--- SUPPLIED DATA Enclosed Below ---
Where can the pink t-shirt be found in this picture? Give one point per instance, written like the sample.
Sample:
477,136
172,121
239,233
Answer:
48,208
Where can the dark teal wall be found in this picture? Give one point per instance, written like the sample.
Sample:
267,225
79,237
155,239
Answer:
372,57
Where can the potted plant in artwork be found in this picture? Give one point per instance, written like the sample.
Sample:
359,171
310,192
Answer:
--- End of Enclosed SUPPLIED DATA ---
--- SUPPLIED DATA Enclosed Below ---
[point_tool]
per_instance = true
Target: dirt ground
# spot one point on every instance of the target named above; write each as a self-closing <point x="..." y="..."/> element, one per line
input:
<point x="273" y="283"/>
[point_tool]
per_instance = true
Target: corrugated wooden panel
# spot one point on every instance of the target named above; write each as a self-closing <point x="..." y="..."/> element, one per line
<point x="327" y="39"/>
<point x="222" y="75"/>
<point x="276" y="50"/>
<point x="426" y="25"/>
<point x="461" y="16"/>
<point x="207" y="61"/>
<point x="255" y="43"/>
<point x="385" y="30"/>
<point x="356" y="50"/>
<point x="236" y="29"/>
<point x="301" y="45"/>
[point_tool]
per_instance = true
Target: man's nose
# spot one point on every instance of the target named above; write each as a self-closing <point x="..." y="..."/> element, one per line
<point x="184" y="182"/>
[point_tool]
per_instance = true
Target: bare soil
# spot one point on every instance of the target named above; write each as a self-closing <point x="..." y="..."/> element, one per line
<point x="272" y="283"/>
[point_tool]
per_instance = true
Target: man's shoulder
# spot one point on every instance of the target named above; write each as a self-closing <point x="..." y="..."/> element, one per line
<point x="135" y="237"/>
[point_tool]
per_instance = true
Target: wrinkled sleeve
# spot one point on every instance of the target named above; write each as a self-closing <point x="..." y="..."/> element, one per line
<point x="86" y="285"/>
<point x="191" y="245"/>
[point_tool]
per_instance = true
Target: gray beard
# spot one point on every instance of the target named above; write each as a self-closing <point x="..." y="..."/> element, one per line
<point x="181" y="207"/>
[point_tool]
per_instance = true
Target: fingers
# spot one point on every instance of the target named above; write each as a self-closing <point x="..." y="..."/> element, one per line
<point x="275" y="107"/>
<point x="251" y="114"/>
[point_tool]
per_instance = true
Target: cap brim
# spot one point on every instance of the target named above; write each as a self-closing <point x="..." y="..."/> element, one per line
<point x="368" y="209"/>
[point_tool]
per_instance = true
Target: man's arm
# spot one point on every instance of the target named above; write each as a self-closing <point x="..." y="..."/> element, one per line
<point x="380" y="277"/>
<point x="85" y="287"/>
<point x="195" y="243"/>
--- End of Enclosed SUPPLIED DATA ---
--- SUPPLIED DATA Enclosed Below ---
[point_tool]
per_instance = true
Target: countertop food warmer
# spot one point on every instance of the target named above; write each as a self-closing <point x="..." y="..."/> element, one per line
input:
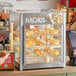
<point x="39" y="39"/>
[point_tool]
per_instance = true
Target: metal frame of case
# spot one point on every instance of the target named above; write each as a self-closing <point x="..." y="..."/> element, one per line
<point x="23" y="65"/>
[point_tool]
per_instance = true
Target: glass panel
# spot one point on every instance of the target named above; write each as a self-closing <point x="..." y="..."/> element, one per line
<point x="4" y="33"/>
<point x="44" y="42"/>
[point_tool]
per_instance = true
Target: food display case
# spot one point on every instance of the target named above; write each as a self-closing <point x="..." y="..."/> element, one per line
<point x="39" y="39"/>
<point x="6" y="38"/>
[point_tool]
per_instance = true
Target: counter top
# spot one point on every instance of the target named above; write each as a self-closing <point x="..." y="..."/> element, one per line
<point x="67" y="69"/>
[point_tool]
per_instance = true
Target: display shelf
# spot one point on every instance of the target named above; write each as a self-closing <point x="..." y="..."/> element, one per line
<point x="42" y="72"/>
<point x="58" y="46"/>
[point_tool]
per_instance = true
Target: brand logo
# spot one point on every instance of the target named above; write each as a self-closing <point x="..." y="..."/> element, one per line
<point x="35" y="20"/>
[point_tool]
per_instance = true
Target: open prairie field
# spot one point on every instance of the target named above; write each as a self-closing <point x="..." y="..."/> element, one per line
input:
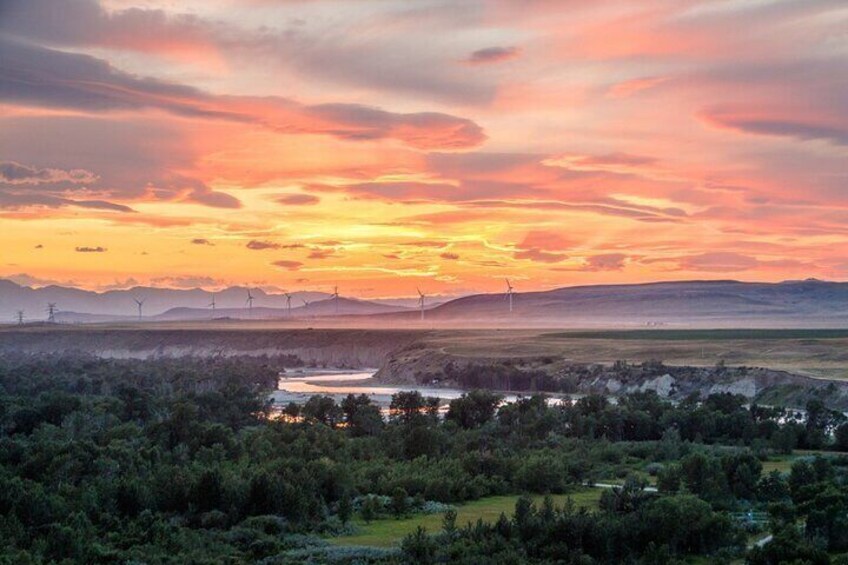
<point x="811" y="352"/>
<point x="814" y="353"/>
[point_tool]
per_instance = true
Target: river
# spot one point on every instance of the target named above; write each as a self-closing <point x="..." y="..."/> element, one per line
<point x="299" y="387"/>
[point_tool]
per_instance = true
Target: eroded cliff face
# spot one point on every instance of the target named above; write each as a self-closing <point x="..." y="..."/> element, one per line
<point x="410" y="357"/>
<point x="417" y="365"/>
--- End of Enclosed SUPPLIED DATA ---
EXERCISE GOAL:
Find the word "like" in the data and show each line that holds it.

YOUR RESPONSE:
Where can the pink t-shirt be found in this picture? Give one point per instance, written like the sample.
Where can the dark teal wall be found in this picture? Give one point per instance, written like the sample.
Where can the potted plant in artwork be found in this picture? Give one point per instance, written like the sample.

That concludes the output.